DATA ROWS
──────────────────────────────

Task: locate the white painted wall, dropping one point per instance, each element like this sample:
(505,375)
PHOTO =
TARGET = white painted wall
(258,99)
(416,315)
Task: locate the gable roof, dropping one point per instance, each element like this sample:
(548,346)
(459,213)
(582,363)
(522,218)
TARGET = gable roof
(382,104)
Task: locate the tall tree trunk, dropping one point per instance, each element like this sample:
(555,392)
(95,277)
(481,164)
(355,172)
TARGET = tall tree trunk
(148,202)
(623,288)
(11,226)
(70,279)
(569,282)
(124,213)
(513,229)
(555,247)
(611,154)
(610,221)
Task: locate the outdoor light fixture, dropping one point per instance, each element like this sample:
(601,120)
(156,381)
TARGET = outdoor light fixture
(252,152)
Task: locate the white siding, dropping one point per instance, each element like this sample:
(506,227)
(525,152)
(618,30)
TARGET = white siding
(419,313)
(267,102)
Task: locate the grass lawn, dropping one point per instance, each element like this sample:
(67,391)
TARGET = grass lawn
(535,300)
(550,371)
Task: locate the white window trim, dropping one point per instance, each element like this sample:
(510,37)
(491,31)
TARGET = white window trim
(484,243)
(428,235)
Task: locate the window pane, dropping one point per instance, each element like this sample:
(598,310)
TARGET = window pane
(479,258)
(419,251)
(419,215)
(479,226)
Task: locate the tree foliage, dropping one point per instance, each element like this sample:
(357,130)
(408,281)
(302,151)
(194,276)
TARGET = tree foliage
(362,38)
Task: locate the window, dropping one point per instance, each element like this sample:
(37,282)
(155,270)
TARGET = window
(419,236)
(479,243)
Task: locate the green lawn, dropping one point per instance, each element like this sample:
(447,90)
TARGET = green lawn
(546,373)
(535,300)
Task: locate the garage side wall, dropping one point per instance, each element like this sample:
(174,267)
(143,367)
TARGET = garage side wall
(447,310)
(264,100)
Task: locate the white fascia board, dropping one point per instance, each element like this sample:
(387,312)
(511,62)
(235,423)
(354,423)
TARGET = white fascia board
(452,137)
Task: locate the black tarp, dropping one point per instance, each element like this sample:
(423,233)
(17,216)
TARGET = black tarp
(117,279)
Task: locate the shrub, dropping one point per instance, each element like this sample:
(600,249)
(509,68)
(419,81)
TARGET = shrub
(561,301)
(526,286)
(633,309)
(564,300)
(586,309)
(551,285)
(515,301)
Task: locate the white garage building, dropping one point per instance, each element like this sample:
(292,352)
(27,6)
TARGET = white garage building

──────────────────────────────

JOB
Reproduce the data above verbatim, from the line containing "Task: locate the shrub, dropping" through the last line of the data, inclusive.

CORRECT RESPONSE
Task: locate the shrub, dropping one point per instance, each element like this sample:
(600,249)
(509,68)
(419,81)
TARGET = shrub
(561,301)
(526,286)
(633,309)
(564,300)
(586,309)
(551,285)
(515,301)
Task: locate the white garage building, dropping one point per instance, each element like this sample:
(292,352)
(27,6)
TARGET = white garage building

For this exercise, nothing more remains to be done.